Do this:
Please quote all the records below word for word, leaving out the pictures.

Supplied records:
____

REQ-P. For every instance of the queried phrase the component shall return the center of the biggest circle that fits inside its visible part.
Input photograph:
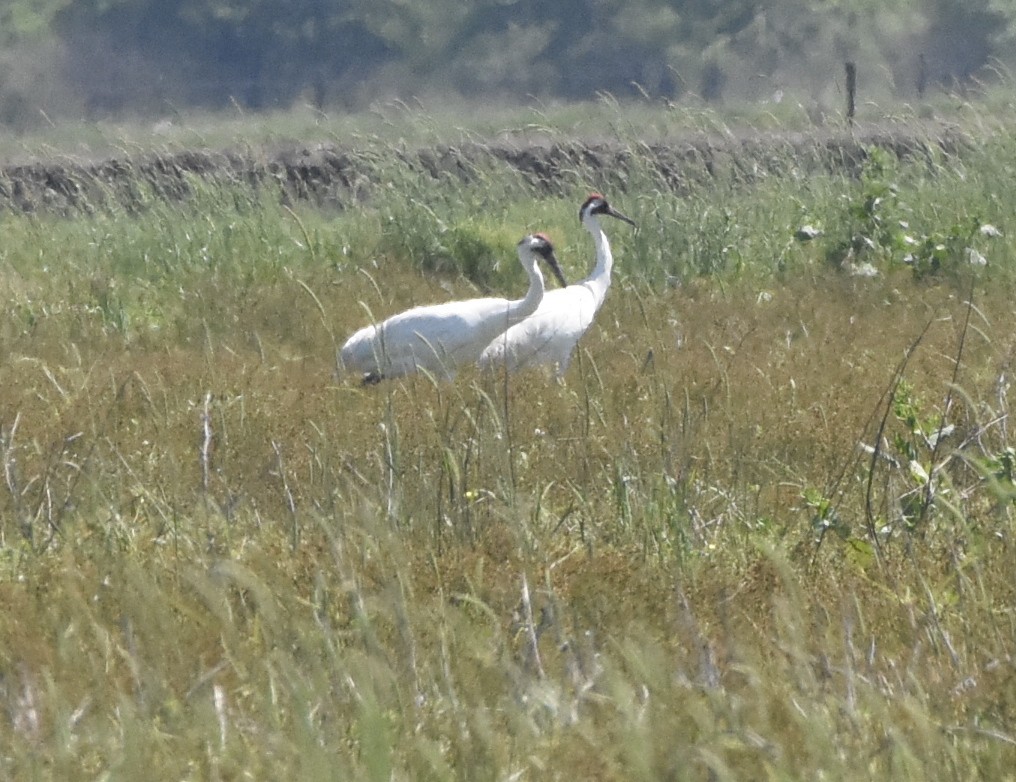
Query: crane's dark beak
(615, 213)
(552, 261)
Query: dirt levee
(332, 176)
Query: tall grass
(727, 546)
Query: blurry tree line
(104, 57)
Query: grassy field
(764, 529)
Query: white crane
(549, 336)
(440, 337)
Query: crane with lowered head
(549, 335)
(439, 338)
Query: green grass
(219, 561)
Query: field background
(763, 529)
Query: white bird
(549, 336)
(440, 337)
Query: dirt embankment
(330, 175)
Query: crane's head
(595, 204)
(538, 245)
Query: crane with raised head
(438, 338)
(549, 335)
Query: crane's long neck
(521, 309)
(599, 280)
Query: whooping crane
(549, 336)
(440, 337)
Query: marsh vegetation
(763, 529)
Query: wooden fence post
(851, 89)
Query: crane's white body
(439, 338)
(549, 336)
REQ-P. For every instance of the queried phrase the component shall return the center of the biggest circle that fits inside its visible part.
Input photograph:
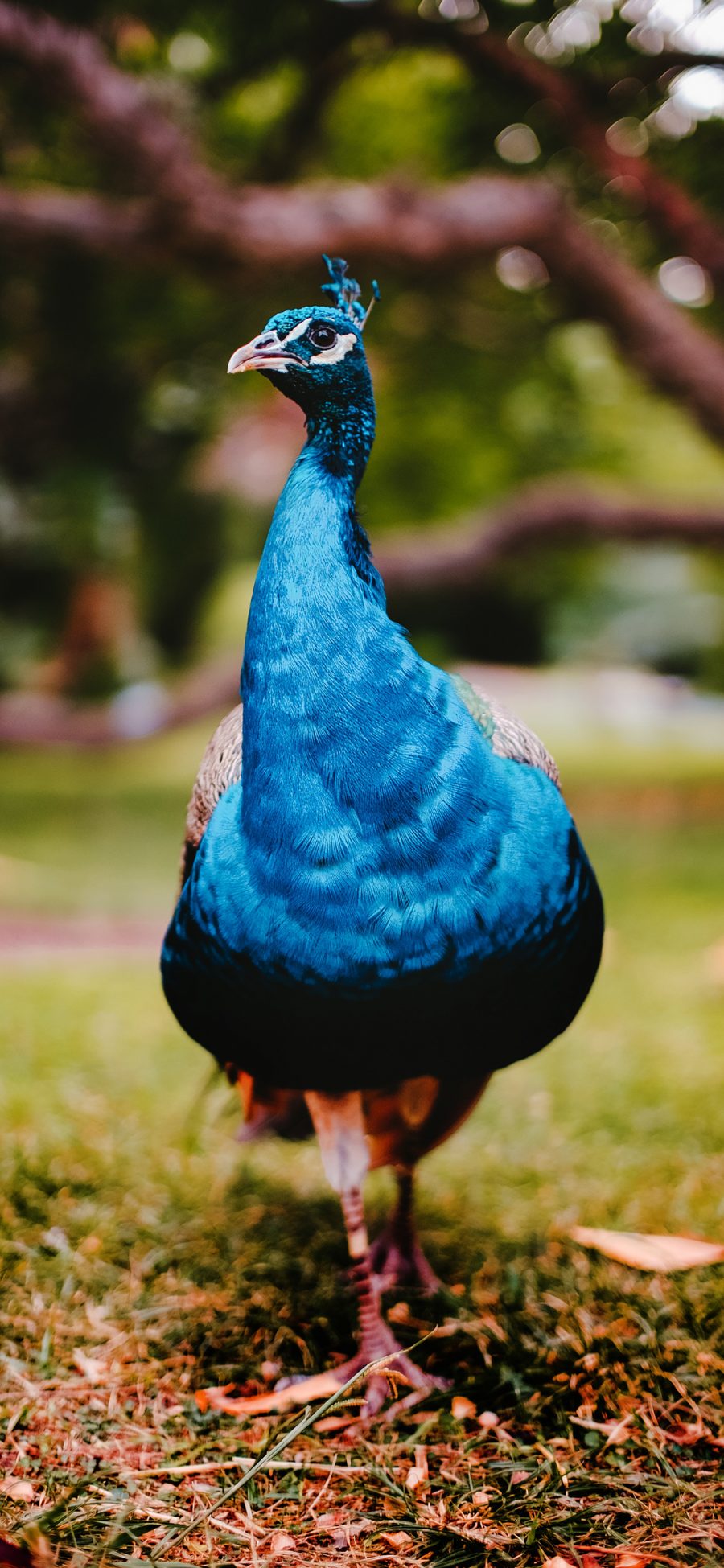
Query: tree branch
(195, 215)
(414, 566)
(444, 226)
(669, 208)
(538, 516)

____

Finished task:
REQ-P. For every instance of the queried phrase the component shall return the center of the biggest circle that fits inside its visible part.
Input photograph:
Query: crane's dark beak
(615, 213)
(552, 261)
Query: dirt levee
(332, 176)
Query: tall grass
(727, 546)
Query: blurry tree line
(104, 57)
Query: grassy field
(764, 529)
Query: white crane
(549, 336)
(440, 337)
Query: crane with lowered head
(549, 335)
(439, 338)
Query: green grass
(219, 561)
Query: field background
(763, 529)
Query: white bird
(549, 336)
(440, 337)
Query: dirt embankment
(330, 175)
Query: crane's head
(595, 204)
(538, 245)
Query: crane with raised head
(438, 338)
(549, 335)
Query: crane's long neck
(521, 309)
(599, 280)
Query: whooping crane
(549, 336)
(440, 337)
Query: marsh vegetation
(763, 529)
Query: wooden fence post
(851, 89)
Query: crane's white body
(439, 338)
(549, 336)
REQ-P. For every instance of the queried phrase the component shall return the center of the biggest circle that fits inside its visible part.
Input photograph:
Query: tree branch
(195, 215)
(414, 566)
(444, 226)
(669, 208)
(538, 516)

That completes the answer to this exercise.